[Free-text object descriptions]

==*==

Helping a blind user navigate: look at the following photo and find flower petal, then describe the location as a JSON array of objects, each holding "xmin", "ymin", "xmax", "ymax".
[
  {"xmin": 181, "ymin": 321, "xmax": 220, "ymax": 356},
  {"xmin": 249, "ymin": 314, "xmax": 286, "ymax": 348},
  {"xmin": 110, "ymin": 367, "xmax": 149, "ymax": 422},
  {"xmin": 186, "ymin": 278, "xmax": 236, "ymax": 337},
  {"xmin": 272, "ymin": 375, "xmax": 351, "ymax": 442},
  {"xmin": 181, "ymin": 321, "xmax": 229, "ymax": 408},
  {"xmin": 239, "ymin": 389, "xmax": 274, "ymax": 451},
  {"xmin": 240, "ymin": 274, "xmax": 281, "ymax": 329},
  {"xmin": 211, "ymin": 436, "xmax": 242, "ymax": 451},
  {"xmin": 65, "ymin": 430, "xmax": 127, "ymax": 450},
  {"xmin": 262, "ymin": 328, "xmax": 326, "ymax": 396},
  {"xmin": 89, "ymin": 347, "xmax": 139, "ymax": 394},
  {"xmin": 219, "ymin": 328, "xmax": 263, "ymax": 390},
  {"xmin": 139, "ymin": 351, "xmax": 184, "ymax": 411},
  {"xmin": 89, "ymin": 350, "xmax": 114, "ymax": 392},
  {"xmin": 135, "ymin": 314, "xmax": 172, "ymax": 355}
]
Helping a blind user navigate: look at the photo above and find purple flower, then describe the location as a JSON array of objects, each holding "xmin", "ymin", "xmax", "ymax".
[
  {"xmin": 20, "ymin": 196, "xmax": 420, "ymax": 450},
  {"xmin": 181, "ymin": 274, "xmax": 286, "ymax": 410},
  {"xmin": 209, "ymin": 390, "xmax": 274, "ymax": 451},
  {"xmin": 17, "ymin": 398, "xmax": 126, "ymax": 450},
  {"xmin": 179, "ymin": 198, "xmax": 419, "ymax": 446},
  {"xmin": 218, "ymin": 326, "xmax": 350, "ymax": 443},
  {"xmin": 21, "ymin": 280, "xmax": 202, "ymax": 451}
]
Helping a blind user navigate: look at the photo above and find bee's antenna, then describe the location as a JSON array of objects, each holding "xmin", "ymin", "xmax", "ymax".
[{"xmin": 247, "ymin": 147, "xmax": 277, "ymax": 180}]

==*==

What you should do | Make a verbatim copy of every entry shown above.

Output for this exercise |
Helping a blind user navigate: look at the following photo and find flower petal, then describe the location as a JSON array of objects, each holding "xmin", "ymin", "xmax", "ymax".
[
  {"xmin": 181, "ymin": 321, "xmax": 220, "ymax": 356},
  {"xmin": 249, "ymin": 314, "xmax": 286, "ymax": 348},
  {"xmin": 110, "ymin": 367, "xmax": 149, "ymax": 422},
  {"xmin": 186, "ymin": 278, "xmax": 236, "ymax": 337},
  {"xmin": 272, "ymin": 375, "xmax": 351, "ymax": 442},
  {"xmin": 181, "ymin": 321, "xmax": 229, "ymax": 408},
  {"xmin": 239, "ymin": 389, "xmax": 274, "ymax": 451},
  {"xmin": 240, "ymin": 274, "xmax": 281, "ymax": 329},
  {"xmin": 211, "ymin": 436, "xmax": 242, "ymax": 451},
  {"xmin": 65, "ymin": 430, "xmax": 127, "ymax": 450},
  {"xmin": 262, "ymin": 328, "xmax": 326, "ymax": 396},
  {"xmin": 89, "ymin": 347, "xmax": 139, "ymax": 394},
  {"xmin": 219, "ymin": 328, "xmax": 263, "ymax": 390},
  {"xmin": 139, "ymin": 351, "xmax": 184, "ymax": 411},
  {"xmin": 89, "ymin": 350, "xmax": 114, "ymax": 392},
  {"xmin": 135, "ymin": 314, "xmax": 172, "ymax": 355}
]
Helping a blind user navigate: look at the photo above and find purple flower, then describe the location as a JSON array of objects, each holding "xmin", "ymin", "xmax", "ymax".
[
  {"xmin": 20, "ymin": 196, "xmax": 420, "ymax": 450},
  {"xmin": 181, "ymin": 274, "xmax": 286, "ymax": 410},
  {"xmin": 209, "ymin": 390, "xmax": 274, "ymax": 451},
  {"xmin": 17, "ymin": 398, "xmax": 126, "ymax": 450},
  {"xmin": 179, "ymin": 198, "xmax": 419, "ymax": 446},
  {"xmin": 218, "ymin": 326, "xmax": 350, "ymax": 443},
  {"xmin": 21, "ymin": 280, "xmax": 202, "ymax": 451}
]
Helping a blind user navigate: look at the photo above and find bee's antenna, then describe the location as a JSON array of objects, each holding "xmin", "ymin", "xmax", "ymax".
[{"xmin": 247, "ymin": 147, "xmax": 277, "ymax": 180}]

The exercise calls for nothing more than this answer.